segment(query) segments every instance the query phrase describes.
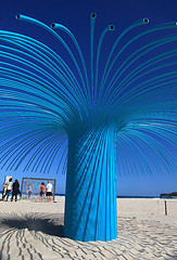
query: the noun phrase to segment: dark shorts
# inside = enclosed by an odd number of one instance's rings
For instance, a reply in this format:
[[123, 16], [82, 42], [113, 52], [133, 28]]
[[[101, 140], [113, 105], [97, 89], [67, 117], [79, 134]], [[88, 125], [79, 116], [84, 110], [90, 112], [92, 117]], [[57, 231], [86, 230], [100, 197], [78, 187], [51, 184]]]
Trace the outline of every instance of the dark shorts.
[[46, 196], [52, 196], [52, 193], [51, 192], [47, 192]]

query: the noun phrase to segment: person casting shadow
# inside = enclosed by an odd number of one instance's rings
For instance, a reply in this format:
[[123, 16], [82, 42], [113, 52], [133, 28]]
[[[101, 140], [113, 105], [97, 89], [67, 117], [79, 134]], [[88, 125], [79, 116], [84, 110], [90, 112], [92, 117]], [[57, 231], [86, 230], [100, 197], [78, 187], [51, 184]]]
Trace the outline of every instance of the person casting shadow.
[[17, 194], [21, 194], [20, 192], [20, 183], [17, 180], [14, 181], [12, 185], [12, 198], [11, 202], [13, 202], [13, 197], [15, 196], [15, 202], [17, 202]]
[[9, 182], [7, 184], [8, 184], [7, 185], [7, 191], [5, 191], [5, 194], [2, 196], [2, 200], [7, 196], [7, 202], [8, 202], [9, 195], [10, 195], [10, 193], [12, 191], [12, 178], [9, 179]]

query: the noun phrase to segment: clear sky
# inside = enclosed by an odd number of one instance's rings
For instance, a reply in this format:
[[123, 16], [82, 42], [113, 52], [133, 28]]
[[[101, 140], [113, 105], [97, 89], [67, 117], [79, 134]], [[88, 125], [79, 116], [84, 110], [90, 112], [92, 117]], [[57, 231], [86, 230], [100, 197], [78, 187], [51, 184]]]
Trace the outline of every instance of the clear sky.
[[[37, 18], [48, 25], [61, 23], [68, 27], [77, 38], [83, 50], [86, 63], [90, 50], [90, 13], [97, 13], [96, 40], [103, 28], [108, 25], [115, 25], [115, 31], [110, 37], [108, 46], [117, 38], [126, 27], [138, 20], [148, 17], [150, 26], [177, 21], [176, 0], [1, 0], [0, 4], [0, 29], [15, 31], [30, 36], [53, 48], [59, 52], [59, 44], [55, 39], [33, 24], [27, 24], [15, 20], [16, 14], [24, 14]], [[149, 25], [148, 25], [149, 26]], [[63, 35], [63, 37], [65, 37]], [[69, 40], [68, 40], [69, 43]], [[176, 157], [176, 150], [173, 150]], [[54, 178], [56, 179], [56, 192], [65, 191], [65, 174], [55, 172], [17, 172], [0, 170], [0, 186], [2, 186], [4, 176], [10, 174], [20, 181], [22, 177]], [[168, 174], [162, 169], [161, 174], [154, 172], [152, 176], [134, 176], [124, 172], [117, 173], [117, 195], [160, 195], [161, 193], [177, 192], [177, 173]]]

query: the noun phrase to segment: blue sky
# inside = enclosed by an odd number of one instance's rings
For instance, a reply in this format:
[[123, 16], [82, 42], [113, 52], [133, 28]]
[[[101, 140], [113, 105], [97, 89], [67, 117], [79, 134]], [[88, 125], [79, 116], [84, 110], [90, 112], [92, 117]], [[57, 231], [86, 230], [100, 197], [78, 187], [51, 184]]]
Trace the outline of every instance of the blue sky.
[[[0, 8], [0, 29], [24, 34], [34, 37], [49, 44], [53, 50], [59, 51], [58, 42], [43, 29], [15, 20], [16, 14], [24, 14], [35, 17], [48, 25], [51, 23], [61, 23], [68, 27], [77, 38], [80, 48], [88, 58], [90, 48], [90, 13], [97, 13], [96, 40], [103, 28], [108, 25], [115, 25], [115, 31], [110, 37], [104, 51], [111, 47], [116, 39], [116, 34], [121, 34], [126, 27], [138, 20], [148, 17], [150, 26], [177, 21], [176, 0], [30, 0], [30, 1], [1, 1]], [[149, 26], [149, 25], [148, 25]], [[63, 37], [65, 37], [63, 35]], [[175, 157], [176, 151], [173, 150]], [[64, 193], [65, 174], [50, 174], [0, 171], [0, 186], [2, 185], [5, 174], [11, 174], [20, 181], [22, 177], [36, 178], [55, 178], [56, 192]], [[132, 176], [117, 174], [117, 194], [118, 195], [159, 195], [177, 191], [177, 174], [170, 176], [167, 171], [162, 170], [161, 174], [154, 172], [152, 176]]]

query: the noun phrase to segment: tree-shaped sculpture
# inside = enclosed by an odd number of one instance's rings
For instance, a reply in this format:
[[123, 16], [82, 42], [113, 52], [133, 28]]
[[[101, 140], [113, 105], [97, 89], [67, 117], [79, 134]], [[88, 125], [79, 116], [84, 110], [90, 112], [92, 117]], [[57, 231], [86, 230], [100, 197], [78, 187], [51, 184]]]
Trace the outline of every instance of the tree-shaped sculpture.
[[[149, 21], [132, 24], [118, 36], [103, 66], [103, 39], [114, 26], [102, 31], [96, 52], [92, 13], [90, 66], [86, 66], [76, 38], [65, 26], [49, 27], [24, 15], [16, 18], [53, 34], [75, 68], [60, 50], [0, 31], [1, 166], [16, 170], [25, 161], [24, 170], [50, 171], [68, 140], [64, 234], [78, 240], [114, 239], [116, 156], [117, 169], [160, 171], [159, 158], [175, 172], [167, 147], [176, 141], [176, 23], [148, 27], [124, 42], [130, 30]], [[68, 35], [77, 55], [54, 29]]]

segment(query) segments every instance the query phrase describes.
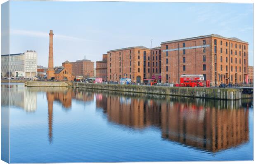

▶ **Challenge**
Reproduce all of the material above word for word, leaving out the pictures.

▶ **Problem solution**
segment(query) segments every instance the query phrase describes.
query: the noun phrase to segment: dark shorts
# inside = enclosed by an odd number of one instance's rings
For instance, a reply in this format:
[[123, 16], [82, 42], [113, 52], [133, 28]]
[[[101, 140], [113, 105], [97, 89], [67, 117], [79, 134]], [[88, 125], [79, 116], [84, 110], [90, 112], [92, 117]], [[57, 231], [86, 230], [100, 197], [78, 187], [51, 184]]]
Trace the outline of every instance of the dark shorts.
[[46, 196], [52, 196], [52, 193], [51, 192], [47, 192]]

query: the noun phrase to segment: person casting shadow
# inside = enclosed by an odd number of one instance's rings
For instance, a reply in this format:
[[123, 16], [82, 42], [113, 52], [133, 28]]
[[[101, 140], [113, 105], [97, 89], [67, 117], [79, 134]], [[88, 125], [79, 116], [84, 110], [90, 112], [92, 117]], [[57, 231], [86, 230], [100, 197], [78, 187], [51, 184]]]
Trace the outline of every instance of the person casting shadow.
[[17, 194], [21, 194], [20, 192], [20, 183], [17, 180], [14, 181], [12, 185], [12, 198], [11, 202], [13, 202], [13, 197], [15, 196], [15, 202], [17, 202]]
[[9, 182], [7, 184], [8, 184], [7, 185], [7, 191], [5, 191], [5, 194], [2, 196], [2, 200], [7, 196], [7, 202], [8, 202], [9, 195], [10, 195], [10, 193], [12, 191], [12, 178], [9, 179]]

query: the noun phrase to segment: clear sky
# inside = enclosed by an odd number of one instance's rings
For instance, a reply in this format:
[[123, 16], [82, 42], [113, 52], [133, 28]]
[[[101, 140], [113, 105], [97, 89], [67, 117], [79, 134]], [[88, 125], [79, 116], [84, 110], [90, 112], [92, 117]], [[57, 231], [86, 230], [100, 197], [78, 187], [51, 184]]]
Trace the outline of every instance of the clear sky.
[[[37, 18], [48, 25], [61, 23], [68, 27], [77, 38], [83, 50], [86, 63], [90, 50], [90, 13], [97, 13], [96, 40], [103, 28], [108, 25], [115, 25], [115, 31], [110, 37], [108, 46], [117, 38], [126, 27], [138, 20], [148, 17], [150, 26], [177, 21], [176, 0], [1, 0], [0, 4], [0, 29], [15, 31], [30, 36], [53, 48], [59, 52], [59, 44], [55, 39], [33, 24], [27, 24], [15, 20], [16, 14], [24, 14]], [[149, 25], [148, 25], [149, 26]], [[63, 35], [63, 37], [65, 37]], [[69, 40], [68, 40], [69, 43]], [[176, 157], [176, 150], [173, 150]], [[54, 178], [56, 179], [56, 192], [65, 191], [65, 174], [55, 172], [17, 172], [0, 170], [0, 186], [2, 186], [4, 176], [10, 174], [20, 181], [22, 177]], [[168, 174], [162, 169], [161, 174], [154, 172], [152, 176], [134, 176], [124, 172], [117, 173], [117, 195], [160, 195], [161, 193], [177, 192], [177, 173]]]

query: the noun phrase to segment: blue sky
# inside = enclosed by an odd number of one instance's rings
For instance, a reply in this format:
[[123, 16], [82, 42], [113, 52], [133, 28]]
[[[101, 140], [113, 105], [97, 89], [67, 117], [79, 134]], [[88, 125], [79, 116], [84, 110], [90, 112], [92, 117]], [[57, 231], [86, 230], [100, 197], [78, 187], [51, 184]]]
Trace the outline of every instance of the blue sky.
[[[0, 8], [0, 29], [24, 34], [34, 37], [49, 44], [53, 50], [59, 51], [58, 42], [43, 29], [15, 20], [16, 14], [24, 14], [35, 17], [48, 25], [51, 23], [61, 23], [68, 27], [77, 38], [80, 48], [88, 58], [90, 48], [90, 13], [97, 13], [96, 40], [103, 28], [108, 25], [115, 25], [115, 31], [110, 37], [104, 51], [111, 47], [116, 39], [116, 34], [121, 34], [126, 27], [138, 20], [148, 17], [150, 26], [177, 21], [176, 0], [30, 0], [30, 1], [1, 1]], [[149, 26], [149, 25], [148, 25]], [[63, 37], [65, 37], [63, 35]], [[175, 157], [176, 151], [173, 150]], [[64, 193], [65, 174], [50, 174], [0, 171], [0, 186], [2, 185], [5, 174], [11, 174], [20, 181], [22, 177], [36, 178], [55, 178], [56, 192]], [[132, 176], [117, 174], [117, 194], [118, 195], [159, 195], [177, 191], [177, 174], [170, 176], [167, 171], [162, 170], [161, 174], [154, 172], [152, 176]]]

query: the noun phrase to segment: tree-shaped sculpture
# inside = enclosed by an odd number of one instance's rings
For instance, a reply in this format:
[[123, 16], [82, 42], [113, 52], [133, 28]]
[[[101, 140], [113, 105], [97, 89], [67, 117], [79, 134]], [[88, 125], [79, 116], [84, 110], [90, 112], [92, 117]], [[57, 231], [86, 230], [100, 197], [78, 187], [51, 184]]]
Trace the outline of every instance of the tree-shaped sculpture.
[[[149, 21], [132, 24], [118, 36], [103, 66], [103, 39], [114, 26], [102, 31], [96, 52], [92, 13], [90, 66], [86, 66], [76, 38], [65, 26], [49, 27], [24, 15], [16, 18], [53, 34], [75, 68], [60, 50], [0, 31], [1, 166], [16, 170], [25, 161], [24, 170], [50, 171], [68, 140], [64, 234], [78, 240], [114, 239], [116, 156], [117, 169], [160, 171], [159, 158], [175, 172], [167, 147], [176, 141], [176, 23], [148, 27], [124, 42], [130, 30]], [[68, 35], [77, 55], [54, 29]]]

segment(query) segments every instance the query phrase describes.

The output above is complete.